* Aim of the exercise
Your output must match the data word for word, with every line included.

Records for the exercise Block Start

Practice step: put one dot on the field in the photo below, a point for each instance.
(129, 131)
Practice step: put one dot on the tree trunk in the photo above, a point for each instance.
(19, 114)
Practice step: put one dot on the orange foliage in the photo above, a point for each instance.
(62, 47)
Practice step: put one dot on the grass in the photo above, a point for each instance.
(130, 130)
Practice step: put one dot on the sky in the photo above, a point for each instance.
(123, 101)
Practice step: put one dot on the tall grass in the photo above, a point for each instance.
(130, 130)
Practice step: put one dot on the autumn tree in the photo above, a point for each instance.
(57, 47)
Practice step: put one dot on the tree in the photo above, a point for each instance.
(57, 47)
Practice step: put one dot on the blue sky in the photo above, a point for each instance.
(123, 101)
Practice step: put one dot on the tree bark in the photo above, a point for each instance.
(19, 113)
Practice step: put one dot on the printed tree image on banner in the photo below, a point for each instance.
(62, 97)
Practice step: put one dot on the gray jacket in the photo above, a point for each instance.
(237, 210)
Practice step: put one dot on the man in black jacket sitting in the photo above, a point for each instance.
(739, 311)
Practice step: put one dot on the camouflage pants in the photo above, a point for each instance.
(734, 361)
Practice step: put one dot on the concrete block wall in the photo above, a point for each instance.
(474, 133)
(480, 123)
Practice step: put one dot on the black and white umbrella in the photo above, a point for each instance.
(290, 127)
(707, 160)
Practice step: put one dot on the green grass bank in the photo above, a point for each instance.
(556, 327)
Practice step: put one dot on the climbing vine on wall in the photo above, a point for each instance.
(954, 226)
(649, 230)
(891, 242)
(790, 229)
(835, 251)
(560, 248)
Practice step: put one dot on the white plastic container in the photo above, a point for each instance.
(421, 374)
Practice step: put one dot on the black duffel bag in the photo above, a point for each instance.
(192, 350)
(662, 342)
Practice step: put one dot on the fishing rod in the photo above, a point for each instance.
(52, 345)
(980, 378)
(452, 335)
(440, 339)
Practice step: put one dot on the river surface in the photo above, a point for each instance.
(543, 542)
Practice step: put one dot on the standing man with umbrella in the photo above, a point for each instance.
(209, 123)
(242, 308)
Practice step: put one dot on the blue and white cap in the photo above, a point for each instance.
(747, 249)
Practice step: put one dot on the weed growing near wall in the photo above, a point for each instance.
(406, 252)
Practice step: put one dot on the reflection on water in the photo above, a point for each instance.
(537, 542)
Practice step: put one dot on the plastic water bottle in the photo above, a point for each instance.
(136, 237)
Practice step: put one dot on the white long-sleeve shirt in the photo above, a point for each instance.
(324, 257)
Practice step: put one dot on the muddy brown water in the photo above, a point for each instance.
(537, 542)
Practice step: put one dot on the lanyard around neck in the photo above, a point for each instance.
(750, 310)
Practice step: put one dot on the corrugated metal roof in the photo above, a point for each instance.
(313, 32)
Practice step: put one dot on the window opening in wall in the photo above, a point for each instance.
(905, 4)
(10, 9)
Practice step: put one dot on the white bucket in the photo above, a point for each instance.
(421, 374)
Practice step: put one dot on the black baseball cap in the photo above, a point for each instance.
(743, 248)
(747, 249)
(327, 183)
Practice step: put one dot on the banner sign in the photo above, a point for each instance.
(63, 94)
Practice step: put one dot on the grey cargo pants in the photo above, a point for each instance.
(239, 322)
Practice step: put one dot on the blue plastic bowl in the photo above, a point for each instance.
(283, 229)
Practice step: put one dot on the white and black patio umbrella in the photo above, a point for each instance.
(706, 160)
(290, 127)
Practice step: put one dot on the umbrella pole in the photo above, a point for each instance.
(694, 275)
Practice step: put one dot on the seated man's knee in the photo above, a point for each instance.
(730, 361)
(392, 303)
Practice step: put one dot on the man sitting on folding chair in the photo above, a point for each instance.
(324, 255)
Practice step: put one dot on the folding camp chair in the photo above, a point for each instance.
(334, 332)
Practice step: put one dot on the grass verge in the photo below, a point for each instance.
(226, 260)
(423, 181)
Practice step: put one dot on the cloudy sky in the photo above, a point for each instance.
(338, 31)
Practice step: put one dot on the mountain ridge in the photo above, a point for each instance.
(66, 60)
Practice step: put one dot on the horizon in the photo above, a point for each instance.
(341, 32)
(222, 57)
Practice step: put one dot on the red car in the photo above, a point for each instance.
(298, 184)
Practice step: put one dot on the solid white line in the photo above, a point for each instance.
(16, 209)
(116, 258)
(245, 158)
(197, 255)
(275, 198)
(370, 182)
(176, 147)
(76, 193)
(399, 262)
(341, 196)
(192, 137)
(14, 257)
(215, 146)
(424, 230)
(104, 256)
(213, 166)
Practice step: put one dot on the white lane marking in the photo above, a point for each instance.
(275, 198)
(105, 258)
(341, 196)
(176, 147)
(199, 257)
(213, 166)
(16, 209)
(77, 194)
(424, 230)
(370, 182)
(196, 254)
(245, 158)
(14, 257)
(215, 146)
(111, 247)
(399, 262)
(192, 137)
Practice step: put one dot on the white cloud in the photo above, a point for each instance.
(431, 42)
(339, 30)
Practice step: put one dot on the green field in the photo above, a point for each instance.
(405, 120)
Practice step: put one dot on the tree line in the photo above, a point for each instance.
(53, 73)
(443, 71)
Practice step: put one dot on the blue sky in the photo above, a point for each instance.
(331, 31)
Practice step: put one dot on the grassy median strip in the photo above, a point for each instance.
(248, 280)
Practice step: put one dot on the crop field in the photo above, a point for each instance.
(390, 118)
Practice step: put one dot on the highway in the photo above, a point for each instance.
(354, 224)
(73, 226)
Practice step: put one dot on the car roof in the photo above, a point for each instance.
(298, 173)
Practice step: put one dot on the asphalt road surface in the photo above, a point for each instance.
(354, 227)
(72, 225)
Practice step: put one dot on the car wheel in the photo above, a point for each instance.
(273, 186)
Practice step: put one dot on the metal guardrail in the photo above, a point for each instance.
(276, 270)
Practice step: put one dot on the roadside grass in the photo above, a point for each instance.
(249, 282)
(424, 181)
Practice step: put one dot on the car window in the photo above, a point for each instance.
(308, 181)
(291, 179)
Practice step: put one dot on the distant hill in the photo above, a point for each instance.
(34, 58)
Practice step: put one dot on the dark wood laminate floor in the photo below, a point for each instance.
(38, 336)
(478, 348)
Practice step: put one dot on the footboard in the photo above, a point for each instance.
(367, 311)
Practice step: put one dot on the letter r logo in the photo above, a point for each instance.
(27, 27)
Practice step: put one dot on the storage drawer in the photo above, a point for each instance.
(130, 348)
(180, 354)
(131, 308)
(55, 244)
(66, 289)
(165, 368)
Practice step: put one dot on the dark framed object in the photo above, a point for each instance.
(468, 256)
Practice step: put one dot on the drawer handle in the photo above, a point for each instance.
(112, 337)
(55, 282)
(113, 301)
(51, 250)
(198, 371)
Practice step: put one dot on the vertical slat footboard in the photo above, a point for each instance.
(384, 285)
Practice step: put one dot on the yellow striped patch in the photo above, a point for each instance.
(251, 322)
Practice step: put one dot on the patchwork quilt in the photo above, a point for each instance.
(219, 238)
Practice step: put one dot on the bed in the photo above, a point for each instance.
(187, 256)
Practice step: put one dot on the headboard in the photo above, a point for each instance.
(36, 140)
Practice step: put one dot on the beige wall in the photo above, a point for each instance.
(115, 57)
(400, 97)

Records for the exercise Block End

* Solution for this task
Practice step: put one dot on the field in the photo below, a point for each instance.
(129, 131)
Practice step: put one dot on the tree trunk in the photo above, a point for each instance.
(19, 114)
Practice step: put one dot on the orange foliage in the photo above, a point for each instance.
(62, 47)
Practice step: put one dot on the grass in the photo above, a point for each instance.
(130, 130)
Practice step: put one dot on the sky in the photo above, a point for each instance.
(123, 101)
Practice step: put one dot on the tall grass in the photo above, a point for each instance.
(130, 130)
Practice step: put one dot on the autumn tree in the photo above, a point for each instance.
(57, 47)
Practice step: put one dot on the tree in the photo above, a point for each instance.
(57, 47)
Practice step: put one dot on the blue sky in the photo above, a point for each instance.
(123, 101)
Practice step: put one dot on the tree bark in the photo above, a point for each instance.
(19, 113)
Practice step: put one dot on the printed tree image on banner in the photo below, a point for each instance.
(62, 97)
Practice step: put one dot on the gray jacket in the photo above, a point for each instance.
(237, 210)
Practice step: put one dot on the man in black jacket sitting in the photo above, a point for each instance.
(739, 311)
Practice step: put one dot on the camouflage pants in the photo above, a point for each instance.
(734, 361)
Practice step: put one dot on the concrete block wall in the photo above, a point for each instance.
(474, 133)
(480, 123)
Practice step: put one dot on the black and white umbrella in the photo above, a point for each instance.
(290, 127)
(707, 160)
Practice step: put one dot on the green grass bank in the photo above, a point for each instance.
(556, 327)
Practice step: put one dot on the climbing vine on wall in the photo above, a point for each instance.
(954, 226)
(649, 230)
(891, 242)
(790, 229)
(835, 251)
(560, 248)
Practice step: put one dot on the white plastic container in the photo above, a point for each instance.
(421, 374)
Practice step: put one dot on the black duffel bag in the photo above, a point for each instance.
(192, 350)
(662, 342)
Practice step: put one dot on the fishing rod in the photo above, a point for each instance.
(52, 345)
(980, 378)
(452, 335)
(440, 339)
Practice step: put one dot on the river surface in the photo above, a point for each instance.
(543, 542)
Practice step: put one dot on the standing man with umbrella in the photo above, a point for each instance.
(209, 123)
(242, 308)
Practice step: put one dot on the blue and white cap in the photo above, a point for each instance.
(747, 249)
Practice step: put one dot on the weed growing near wall in the photo above, a point for each instance.
(406, 252)
Practice step: put one dot on the reflection on water in the photo above, a point for each instance.
(537, 542)
Practice step: put one dot on the plastic water bottle in the photo above, a point for each instance.
(136, 237)
Practice step: put one dot on the white long-sleeve shirt in the photo above, a point for each instance.
(324, 257)
Practice step: put one dot on the muddy brown water in the photo above, a point for each instance.
(537, 542)
Practice step: put one dot on the lanyard around neck in the photo above, a point for each instance.
(750, 310)
Practice step: put one dot on the corrugated metal roof in the photo above, a point for each instance.
(313, 32)
Practice step: put one dot on the window opening in wall in the photo above, a point for each instance.
(905, 4)
(10, 9)
Practice step: put one dot on the white bucket in the photo above, a point for each instance.
(421, 374)
Practice step: put one dot on the black baseball cap in the photo above, a point for each instance.
(743, 248)
(747, 249)
(327, 183)
Practice step: put one dot on the banner sign in the photo above, a point for each instance.
(63, 94)
Practice step: put one dot on the grey cargo pants in the photo above, a point for each instance.
(239, 322)
Practice step: put one dot on the blue plastic bowl in the photo above, a point for each instance.
(283, 229)
Practice step: put one dot on the white and black patio umbrella in the photo above, a point for each instance.
(706, 160)
(290, 127)
Practice step: put one dot on the umbrella pole in the photo above, a point for each instance.
(694, 275)
Practice step: put one dot on the seated man's knee in the photo above, a point for each instance.
(730, 361)
(392, 303)
Practice step: put one dot on the man sitting on folding chair in the photo above, a point for each instance.
(324, 255)
Practice step: put one dot on the folding camp chair in the photo above, a point for each instance.
(334, 332)
Practice step: put one dot on the grass verge in the photo below, a point for each instance.
(226, 260)
(423, 181)
Practice step: put one dot on the cloudy sky in the photo above, a point for each instance.
(338, 31)
Practice step: put one dot on the mountain ridge in the photo above, a point for each instance.
(66, 60)
Practice step: put one dot on the horizon in the photo above, a point for each instance.
(341, 32)
(222, 57)
Practice step: put one dot on the red car in the photo above, a point for each instance.
(298, 184)
Practice step: put one dot on the solid white line in the photo above, a point for each instance.
(16, 209)
(116, 258)
(245, 158)
(197, 255)
(275, 198)
(370, 182)
(176, 147)
(76, 193)
(399, 262)
(341, 196)
(192, 137)
(14, 257)
(215, 146)
(424, 230)
(104, 256)
(213, 166)
Practice step: put one dot on the white lane marking in the photo above, a point for each instance.
(275, 198)
(105, 258)
(341, 196)
(176, 147)
(199, 257)
(213, 166)
(16, 209)
(77, 194)
(424, 230)
(370, 182)
(196, 254)
(245, 158)
(14, 257)
(215, 146)
(111, 247)
(399, 262)
(192, 137)
Practice step: put one dot on the white cloud in the photo above, a point for each instance.
(431, 42)
(339, 30)
Practice step: put one dot on the green field in the photo above, a point for each instance.
(405, 120)
Practice step: put one dot on the tree line in the photo above, a point for each instance.
(53, 73)
(443, 71)
Practice step: put one dot on the blue sky in the photo above, a point for each instance.
(331, 31)
Practice step: put one dot on the grassy median strip in the photo above, a point for each instance.
(248, 280)
Practice step: put one dot on the crop field in the photo above, a point for each instance.
(390, 118)
Practice step: put one dot on the highway in the photo above, a point for each instance.
(354, 224)
(73, 226)
Practice step: put one dot on the car roof in the photo above, a point for each instance.
(298, 173)
Practice step: put one dot on the asphalt road surface in the photo above, a point for each instance.
(354, 227)
(72, 225)
Practice step: put one dot on the car wheel in the photo above, a point for each instance.
(273, 186)
Practice step: put one dot on the metal guardrail in the photo above, a point for each instance.
(276, 270)
Practice step: put one dot on the roadside grass in the photo above, a point for each instance.
(249, 282)
(424, 181)
Practice step: put one dot on the car window in the photo above, a point for each instance.
(308, 181)
(291, 179)
Practice step: put one dot on the distant hill in the photo above, a point for each instance.
(34, 58)
Practice step: put one dot on the dark wood laminate floor in the photo below, a point for each instance.
(38, 336)
(478, 348)
Practice step: put one dot on the footboard in the photo above, a point for each instance.
(367, 311)
Practice step: put one dot on the letter r logo in the photo above, a point for each instance.
(27, 27)
Practice step: put one dot on the storage drawer in the photo above, a point for each instance.
(130, 348)
(180, 354)
(131, 308)
(55, 244)
(66, 289)
(165, 368)
Practice step: put one dot on the dark framed object in the photo above, a point for each instance.
(468, 256)
Practice step: put one dot on the drawer handle in the photo above, a point for each instance.
(112, 337)
(55, 282)
(113, 301)
(51, 250)
(198, 371)
Practice step: put one dot on the vertical slat footboard in the photo above, a point for each instance.
(384, 285)
Practice step: put one dot on the yellow striped patch in the photo above, a point for each instance.
(251, 322)
Practice step: put one dot on the patchwork quilt in the photo above, a point for each instance.
(219, 238)
Practice step: put one dot on the bed in the photo above, a point for each instance.
(187, 256)
Practice step: put one dot on the headboard in the photo above, a point for each instance.
(36, 140)
Practice step: put one dot on the beige wall in the photo above, a point for each instance.
(115, 57)
(400, 97)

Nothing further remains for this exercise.